— START —

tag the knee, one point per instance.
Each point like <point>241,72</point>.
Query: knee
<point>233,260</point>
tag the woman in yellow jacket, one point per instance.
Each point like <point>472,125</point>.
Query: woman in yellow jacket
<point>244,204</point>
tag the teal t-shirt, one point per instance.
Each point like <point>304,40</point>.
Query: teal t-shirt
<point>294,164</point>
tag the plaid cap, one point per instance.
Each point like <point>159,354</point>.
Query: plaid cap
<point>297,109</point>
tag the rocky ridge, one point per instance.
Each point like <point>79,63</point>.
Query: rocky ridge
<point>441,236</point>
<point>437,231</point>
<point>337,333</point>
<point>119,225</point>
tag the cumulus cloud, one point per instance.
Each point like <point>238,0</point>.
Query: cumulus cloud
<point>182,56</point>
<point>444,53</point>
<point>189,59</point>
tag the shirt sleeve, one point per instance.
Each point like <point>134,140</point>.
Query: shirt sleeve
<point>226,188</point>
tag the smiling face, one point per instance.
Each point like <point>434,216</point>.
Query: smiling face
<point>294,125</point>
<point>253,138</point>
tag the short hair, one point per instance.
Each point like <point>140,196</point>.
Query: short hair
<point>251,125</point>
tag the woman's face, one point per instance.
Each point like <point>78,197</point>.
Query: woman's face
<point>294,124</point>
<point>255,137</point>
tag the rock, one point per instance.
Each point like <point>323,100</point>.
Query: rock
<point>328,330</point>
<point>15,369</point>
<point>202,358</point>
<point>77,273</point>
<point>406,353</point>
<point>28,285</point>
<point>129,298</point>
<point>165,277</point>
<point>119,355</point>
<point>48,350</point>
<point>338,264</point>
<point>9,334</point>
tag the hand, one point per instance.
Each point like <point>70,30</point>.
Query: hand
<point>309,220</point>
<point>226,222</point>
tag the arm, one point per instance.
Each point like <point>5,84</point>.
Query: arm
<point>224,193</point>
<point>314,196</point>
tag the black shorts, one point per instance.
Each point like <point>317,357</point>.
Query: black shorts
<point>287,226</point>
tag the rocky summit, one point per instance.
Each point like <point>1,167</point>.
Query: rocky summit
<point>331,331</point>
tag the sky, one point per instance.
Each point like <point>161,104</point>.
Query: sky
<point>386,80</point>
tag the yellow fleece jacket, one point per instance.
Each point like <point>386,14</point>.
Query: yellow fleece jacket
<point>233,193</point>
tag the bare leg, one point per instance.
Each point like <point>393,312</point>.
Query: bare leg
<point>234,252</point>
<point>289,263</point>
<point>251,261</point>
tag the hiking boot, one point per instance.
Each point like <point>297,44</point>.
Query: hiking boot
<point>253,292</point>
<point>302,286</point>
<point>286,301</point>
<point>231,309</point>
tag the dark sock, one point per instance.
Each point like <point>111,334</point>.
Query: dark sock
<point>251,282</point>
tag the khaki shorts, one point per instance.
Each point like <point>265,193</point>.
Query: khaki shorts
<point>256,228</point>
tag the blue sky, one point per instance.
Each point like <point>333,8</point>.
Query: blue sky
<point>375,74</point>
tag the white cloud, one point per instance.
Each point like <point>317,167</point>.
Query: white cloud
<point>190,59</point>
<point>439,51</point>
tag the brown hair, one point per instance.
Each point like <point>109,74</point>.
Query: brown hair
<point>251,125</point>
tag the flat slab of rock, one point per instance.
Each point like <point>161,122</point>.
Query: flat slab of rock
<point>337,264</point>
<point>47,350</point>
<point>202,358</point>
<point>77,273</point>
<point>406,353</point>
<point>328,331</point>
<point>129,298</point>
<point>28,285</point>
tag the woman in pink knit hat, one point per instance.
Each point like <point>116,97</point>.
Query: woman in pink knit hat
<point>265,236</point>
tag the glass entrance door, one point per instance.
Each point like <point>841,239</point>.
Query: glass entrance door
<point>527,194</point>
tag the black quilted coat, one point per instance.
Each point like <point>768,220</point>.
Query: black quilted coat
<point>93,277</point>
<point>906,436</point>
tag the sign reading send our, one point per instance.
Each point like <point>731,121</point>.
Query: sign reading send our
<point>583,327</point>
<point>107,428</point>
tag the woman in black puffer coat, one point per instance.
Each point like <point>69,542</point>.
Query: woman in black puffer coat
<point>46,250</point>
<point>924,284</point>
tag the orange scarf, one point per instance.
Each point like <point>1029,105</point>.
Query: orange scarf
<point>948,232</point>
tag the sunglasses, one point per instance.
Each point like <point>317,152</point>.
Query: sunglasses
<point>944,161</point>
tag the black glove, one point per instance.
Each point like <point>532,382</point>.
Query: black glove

— END —

Output all the lines above as a Markdown table with two columns, Row and Text. Number each row and leave out any blank lines.

*WORKED ANSWER*
| Row | Text |
|---|---|
| 1 | tag the knee, one point per instance. |
| 2 | Each point like <point>241,72</point>. |
| 3 | Query: knee |
| 4 | <point>233,260</point> |
| 5 | tag the woman in yellow jacket, one point per instance. |
| 6 | Each point like <point>472,125</point>. |
| 7 | Query: woman in yellow jacket |
| 8 | <point>244,204</point> |
| 9 | tag the teal t-shirt, one point per instance. |
| 10 | Each point like <point>304,40</point>. |
| 11 | Query: teal t-shirt |
| 12 | <point>294,164</point> |
| 13 | tag the plaid cap, one point per instance. |
| 14 | Each point like <point>159,354</point>. |
| 15 | Query: plaid cap |
| 16 | <point>297,109</point> |
| 17 | tag the rocky ridge, one point per instance. |
| 18 | Each point like <point>79,63</point>. |
| 19 | Query: rocky ridge |
| 20 | <point>441,236</point> |
| 21 | <point>437,231</point> |
| 22 | <point>337,333</point> |
| 23 | <point>119,225</point> |
| 24 | tag the cumulus cloud, one point per instance. |
| 25 | Each point like <point>238,0</point>. |
| 26 | Query: cumulus cloud |
| 27 | <point>182,56</point> |
| 28 | <point>444,53</point> |
| 29 | <point>189,59</point> |
| 30 | tag the shirt sleeve, one point per instance. |
| 31 | Each point like <point>134,140</point>. |
| 32 | Query: shirt sleeve |
| 33 | <point>226,188</point> |
| 34 | tag the smiling face, one point per instance. |
| 35 | Each point like <point>434,216</point>. |
| 36 | Query: smiling face |
| 37 | <point>294,125</point> |
| 38 | <point>253,138</point> |
| 39 | tag the short hair, one point per instance. |
| 40 | Each point like <point>140,196</point>. |
| 41 | Query: short hair |
| 42 | <point>251,125</point> |
| 43 | tag the woman's face, one point per instance. |
| 44 | Each point like <point>78,197</point>. |
| 45 | Query: woman's face |
| 46 | <point>294,124</point> |
| 47 | <point>255,137</point> |
| 48 | tag the rock, one point per instance. |
| 49 | Each point like <point>323,100</point>. |
| 50 | Query: rock |
| 51 | <point>328,330</point> |
| 52 | <point>15,369</point> |
| 53 | <point>202,358</point> |
| 54 | <point>77,273</point> |
| 55 | <point>406,353</point> |
| 56 | <point>28,285</point> |
| 57 | <point>129,298</point> |
| 58 | <point>165,277</point> |
| 59 | <point>119,355</point> |
| 60 | <point>48,350</point> |
| 61 | <point>338,264</point> |
| 62 | <point>9,334</point> |
| 63 | tag the hand, one point per instance. |
| 64 | Each point like <point>70,30</point>. |
| 65 | Query: hand |
| 66 | <point>309,220</point> |
| 67 | <point>226,222</point> |
| 68 | tag the arm, one point per instance. |
| 69 | Each point like <point>5,84</point>. |
| 70 | Query: arm |
| 71 | <point>224,193</point> |
| 72 | <point>314,196</point> |
| 73 | tag the black shorts, one point per instance. |
| 74 | Each point like <point>317,357</point>. |
| 75 | Query: black shorts |
| 76 | <point>287,226</point> |
| 77 | tag the rocky summit, one point per instance. |
| 78 | Each point like <point>1,167</point>. |
| 79 | Query: rocky summit |
| 80 | <point>331,331</point> |
| 81 | tag the sky, one point per instance. |
| 82 | Each point like <point>161,104</point>. |
| 83 | Query: sky |
| 84 | <point>386,80</point> |
| 85 | tag the yellow fleece jacket, one point per instance. |
| 86 | Each point like <point>386,14</point>. |
| 87 | Query: yellow fleece jacket |
| 88 | <point>233,193</point> |
| 89 | tag the bare leg, one point per instance. |
| 90 | Each point like <point>393,312</point>. |
| 91 | Query: bare leg |
| 92 | <point>234,252</point> |
| 93 | <point>289,263</point> |
| 94 | <point>251,261</point> |
| 95 | tag the hiking boot, one point per instance. |
| 96 | Each point like <point>297,44</point>. |
| 97 | Query: hiking boot |
| 98 | <point>253,292</point> |
| 99 | <point>302,286</point> |
| 100 | <point>286,301</point> |
| 101 | <point>231,309</point> |
| 102 | tag the dark sock, one point per instance. |
| 103 | Each point like <point>111,334</point>. |
| 104 | Query: dark sock |
| 105 | <point>251,282</point> |
| 106 | tag the khaki shorts, one point per instance. |
| 107 | Each point like <point>265,193</point>. |
| 108 | Query: khaki shorts |
| 109 | <point>256,228</point> |
| 110 | tag the blue sky, one point per instance. |
| 111 | Each point like <point>333,8</point>. |
| 112 | Query: blue sky |
| 113 | <point>375,74</point> |
| 114 | tag the white cloud, one point per instance. |
| 115 | Each point like <point>317,167</point>. |
| 116 | Query: white cloud |
| 117 | <point>190,59</point> |
| 118 | <point>439,51</point> |
| 119 | tag the brown hair, one point per instance. |
| 120 | Each point like <point>109,74</point>. |
| 121 | Query: brown hair |
| 122 | <point>251,125</point> |
| 123 | tag the flat slab of rock, one point per instance. |
| 124 | Each point like <point>161,122</point>. |
| 125 | Query: flat slab of rock |
| 126 | <point>337,264</point> |
| 127 | <point>47,350</point> |
| 128 | <point>202,358</point> |
| 129 | <point>77,273</point> |
| 130 | <point>406,353</point> |
| 131 | <point>328,331</point> |
| 132 | <point>129,298</point> |
| 133 | <point>28,285</point> |
| 134 | tag the woman in pink knit hat, one point per instance. |
| 135 | Each point like <point>116,97</point>. |
| 136 | Query: woman in pink knit hat |
| 137 | <point>265,236</point> |
| 138 | tag the glass entrance door, one point per instance. |
| 139 | Each point like <point>841,239</point>. |
| 140 | Query: glass entrance door |
| 141 | <point>527,194</point> |
| 142 | tag the black quilted coat, one point per instance. |
| 143 | Each point like <point>768,220</point>. |
| 144 | Query: black quilted coat |
| 145 | <point>93,277</point> |
| 146 | <point>906,436</point> |
| 147 | tag the sign reading send our, one point per instance. |
| 148 | Each point like <point>731,121</point>. |
| 149 | Query: sign reading send our |
| 150 | <point>583,327</point> |
| 151 | <point>107,428</point> |
| 152 | tag the woman in black puffer coat, one point per instance. |
| 153 | Each point like <point>69,542</point>. |
| 154 | Query: woman in black puffer coat |
| 155 | <point>46,250</point> |
| 156 | <point>924,284</point> |
| 157 | tag the orange scarf, one point per instance. |
| 158 | Each point like <point>1029,105</point>. |
| 159 | Query: orange scarf |
| 160 | <point>948,232</point> |
| 161 | tag the sunglasses, one point per instance. |
| 162 | Each point like <point>317,152</point>. |
| 163 | Query: sunglasses |
| 164 | <point>944,161</point> |
| 165 | tag the black glove, one point per instance. |
| 166 | Each point like <point>532,382</point>. |
| 167 | Query: black glove |